━━━ PASSAGE ━━━
Following previous studies in other contexts, we use the normalized difference vegetation index (NDVI; calculated from spectral reflectance measurements in the red and near-infrared regions), a variable linearly related to the fraction of photosynthetically active radiation absorbed by vegetation (fPAR), as a relative measure of plant production [44][49]. In linear combination with photosynthetically active radiation (PAR) and conversion efficiency, NDVI is commonly used to estimate gross primary production (GPP) at large scales [50][53]. In comparing each protected area and its surroundings, PAR is maintained as approximately constant, enabling NDVI to be used as a relative measure of GPP. NDVI data from the GIMMS-NDVI (Global Inventory Modeling and Mapping Studies) project for the period 1982–2006 were obtained from the Global Land Cover Facility [54][55]. This is calculated as (NIR -R)/(NIR+R), where NIR and R are the reflectance in the near infrared (0.725–1.l µm) and red (0.58–0.61 µm) wavebands measured by the AVHRR (Advanced Very High Resolution Radiometer) sensor of the NOAA (National Oceanic and Atmospheric Administration) satellites, and with the radiometric, atmospheric, cloud and stratospheric aerosol errors calibrated. It has an 8×8 km resolution (at the equator) and is composed of the maximum NDVI values for half-monthly periods. We used annual mean NDVI value (Fig. 1b).

Land cover.

We used the UMD global land-cover classification data [56][57] to identify the biome type of each protected area. This was generated using imagery from AVHRR satellites acquired between 1981 and 1994, with a spatial resolution of 1×1 km. Fourteen land-cover classes are recognised, but we combined evergreen needleleaf and deciduous needleleaf forest, open shrub and closed shrub, and deciduous broadleaf forest and mixed forest, respectively (Fig. 1c).

Population density.

We used the Gridded Population of the World Version 3 for the year 2000 to calculate the population density of each protected area and its surrounding areas [58]. These data have a spatial resolution of ∼4×4 km; to compare with NDVI, we resampled the resolution to 8×8 km (Fig. 1d).

Data analysis

Buffering analysis.

By applying buffer analysis in the geographic information system (GIS) software ArcView GIS 3.2 (ESRI, 1999), we buffered each of the protected areas into three zones, a core area ∼8 km (1 pixel of NDVI) inside the perimeter, a boundary area between ∼8 km within and ∼8 km outside the perimeter, and a surrounding area between ∼8 and ∼24 km outside the perimeter (Fig. 1a). The overlaps of surrounding buffers with core and boundary of neighbouring protected areas were excluded.
━━━ PROVIDED RECORDS ━━━
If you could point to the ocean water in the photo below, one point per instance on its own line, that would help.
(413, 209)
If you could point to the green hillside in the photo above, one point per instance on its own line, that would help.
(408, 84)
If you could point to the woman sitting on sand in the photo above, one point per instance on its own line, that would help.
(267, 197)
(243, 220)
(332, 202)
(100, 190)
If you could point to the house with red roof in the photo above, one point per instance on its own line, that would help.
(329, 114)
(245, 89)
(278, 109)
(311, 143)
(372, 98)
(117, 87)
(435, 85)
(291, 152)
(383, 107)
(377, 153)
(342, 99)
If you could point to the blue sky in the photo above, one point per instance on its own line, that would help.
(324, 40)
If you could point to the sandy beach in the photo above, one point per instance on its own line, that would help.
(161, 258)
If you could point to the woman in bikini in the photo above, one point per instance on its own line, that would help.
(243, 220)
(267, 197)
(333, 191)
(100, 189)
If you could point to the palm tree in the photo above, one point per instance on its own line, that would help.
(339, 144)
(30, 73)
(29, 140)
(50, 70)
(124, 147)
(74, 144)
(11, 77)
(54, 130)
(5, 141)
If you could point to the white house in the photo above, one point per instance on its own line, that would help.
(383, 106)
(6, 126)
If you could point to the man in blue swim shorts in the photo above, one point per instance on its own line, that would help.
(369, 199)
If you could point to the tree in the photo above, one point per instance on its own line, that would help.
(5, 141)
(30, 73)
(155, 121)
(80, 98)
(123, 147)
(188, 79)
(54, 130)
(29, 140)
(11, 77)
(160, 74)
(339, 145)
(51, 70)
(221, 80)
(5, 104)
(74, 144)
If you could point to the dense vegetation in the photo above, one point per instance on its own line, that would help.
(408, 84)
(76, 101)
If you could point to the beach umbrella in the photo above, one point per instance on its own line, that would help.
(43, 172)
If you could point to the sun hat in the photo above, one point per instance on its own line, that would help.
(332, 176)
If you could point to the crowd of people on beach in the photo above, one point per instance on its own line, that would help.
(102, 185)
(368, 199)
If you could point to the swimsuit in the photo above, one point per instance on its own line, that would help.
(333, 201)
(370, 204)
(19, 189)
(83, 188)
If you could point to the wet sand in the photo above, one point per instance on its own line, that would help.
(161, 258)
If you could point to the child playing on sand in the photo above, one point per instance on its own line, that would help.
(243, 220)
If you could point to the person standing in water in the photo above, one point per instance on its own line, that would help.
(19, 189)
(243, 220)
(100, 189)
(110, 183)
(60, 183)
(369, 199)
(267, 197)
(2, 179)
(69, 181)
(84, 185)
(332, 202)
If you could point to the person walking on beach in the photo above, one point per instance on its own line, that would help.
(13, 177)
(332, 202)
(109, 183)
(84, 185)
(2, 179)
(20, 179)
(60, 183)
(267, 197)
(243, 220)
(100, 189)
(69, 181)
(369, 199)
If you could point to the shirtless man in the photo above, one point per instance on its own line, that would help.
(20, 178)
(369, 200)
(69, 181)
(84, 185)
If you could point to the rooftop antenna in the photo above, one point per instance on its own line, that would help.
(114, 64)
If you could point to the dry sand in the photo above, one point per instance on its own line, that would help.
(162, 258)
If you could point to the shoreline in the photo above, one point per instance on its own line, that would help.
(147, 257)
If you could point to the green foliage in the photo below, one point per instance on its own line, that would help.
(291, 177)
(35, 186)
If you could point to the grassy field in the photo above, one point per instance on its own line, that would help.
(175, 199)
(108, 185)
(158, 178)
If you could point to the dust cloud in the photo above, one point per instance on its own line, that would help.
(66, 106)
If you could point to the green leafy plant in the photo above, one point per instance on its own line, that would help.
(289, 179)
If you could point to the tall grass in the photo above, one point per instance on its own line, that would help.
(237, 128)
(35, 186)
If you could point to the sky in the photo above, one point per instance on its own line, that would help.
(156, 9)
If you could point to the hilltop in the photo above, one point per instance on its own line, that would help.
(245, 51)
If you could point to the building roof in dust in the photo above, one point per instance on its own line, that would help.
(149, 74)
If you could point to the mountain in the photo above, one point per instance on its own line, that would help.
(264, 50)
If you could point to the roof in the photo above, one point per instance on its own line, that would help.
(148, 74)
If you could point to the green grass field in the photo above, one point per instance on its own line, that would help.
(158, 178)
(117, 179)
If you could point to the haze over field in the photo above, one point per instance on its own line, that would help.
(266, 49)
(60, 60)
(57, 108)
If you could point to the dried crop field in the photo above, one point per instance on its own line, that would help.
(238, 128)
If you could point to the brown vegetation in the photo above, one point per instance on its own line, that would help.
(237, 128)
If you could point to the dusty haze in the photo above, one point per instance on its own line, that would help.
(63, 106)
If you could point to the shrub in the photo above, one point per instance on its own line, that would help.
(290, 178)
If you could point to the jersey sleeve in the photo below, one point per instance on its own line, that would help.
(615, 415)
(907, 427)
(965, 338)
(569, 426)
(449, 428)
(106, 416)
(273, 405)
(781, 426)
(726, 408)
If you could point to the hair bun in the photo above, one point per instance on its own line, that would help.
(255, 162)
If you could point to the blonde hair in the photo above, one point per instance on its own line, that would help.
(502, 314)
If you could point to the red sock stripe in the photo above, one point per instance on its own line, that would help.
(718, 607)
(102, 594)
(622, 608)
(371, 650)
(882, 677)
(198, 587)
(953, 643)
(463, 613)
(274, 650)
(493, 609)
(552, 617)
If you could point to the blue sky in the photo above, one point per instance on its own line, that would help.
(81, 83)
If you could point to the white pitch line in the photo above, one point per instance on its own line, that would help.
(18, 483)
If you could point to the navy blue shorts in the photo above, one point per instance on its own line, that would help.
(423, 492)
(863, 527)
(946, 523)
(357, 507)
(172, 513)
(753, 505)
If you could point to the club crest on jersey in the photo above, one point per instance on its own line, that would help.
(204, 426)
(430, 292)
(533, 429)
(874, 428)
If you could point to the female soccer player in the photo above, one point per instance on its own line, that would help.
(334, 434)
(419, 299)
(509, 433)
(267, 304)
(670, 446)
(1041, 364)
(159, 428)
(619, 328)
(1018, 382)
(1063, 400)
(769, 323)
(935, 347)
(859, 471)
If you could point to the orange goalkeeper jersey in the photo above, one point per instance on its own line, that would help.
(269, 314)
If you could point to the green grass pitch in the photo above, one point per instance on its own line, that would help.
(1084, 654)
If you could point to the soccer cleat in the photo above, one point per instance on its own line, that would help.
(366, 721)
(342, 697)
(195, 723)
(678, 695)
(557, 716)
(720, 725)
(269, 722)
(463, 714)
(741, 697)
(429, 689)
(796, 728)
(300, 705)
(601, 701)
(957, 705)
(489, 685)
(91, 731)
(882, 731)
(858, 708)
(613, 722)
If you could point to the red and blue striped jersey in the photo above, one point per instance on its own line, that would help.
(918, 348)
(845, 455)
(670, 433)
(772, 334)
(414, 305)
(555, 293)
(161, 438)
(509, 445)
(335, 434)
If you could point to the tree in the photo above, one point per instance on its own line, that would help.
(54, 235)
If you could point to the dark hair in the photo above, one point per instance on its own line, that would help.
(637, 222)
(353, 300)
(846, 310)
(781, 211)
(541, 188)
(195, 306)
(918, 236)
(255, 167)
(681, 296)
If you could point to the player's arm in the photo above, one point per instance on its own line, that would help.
━━━
YOUR TASKS:
1. Answer these questions from the passage on protected-area methods, one per line:
(a) What spatial resolution does the GIMMS-NDVI data have at the equator?
(b) Between which years was the imagery for the UMD land-cover classification acquired?
(c) Which GIS software was used for the buffer analysis?
2. Write the next part of the passage on protected-area methods, starting after its final sentence.

RESPONSES IN ORDER:
1.
(a) 8×8 km
(b) 1981 and 1994
(c) ArcView GIS 3.2 (ESRI, 1999)

2.
Zonal analysis.

By applying zonal analysis in ArcView GIS 3.2, we calculated mean annual NDVI for the core and boundary of all protected areas and their surroundings for the period 1982–2006. We overlaid the protected area with population density and land-cover data to derive mean population density and composition of land-cover types within and around each protected area. We assigned protected areas based on dominant land-cover type within their bounds.

Statistical analysis.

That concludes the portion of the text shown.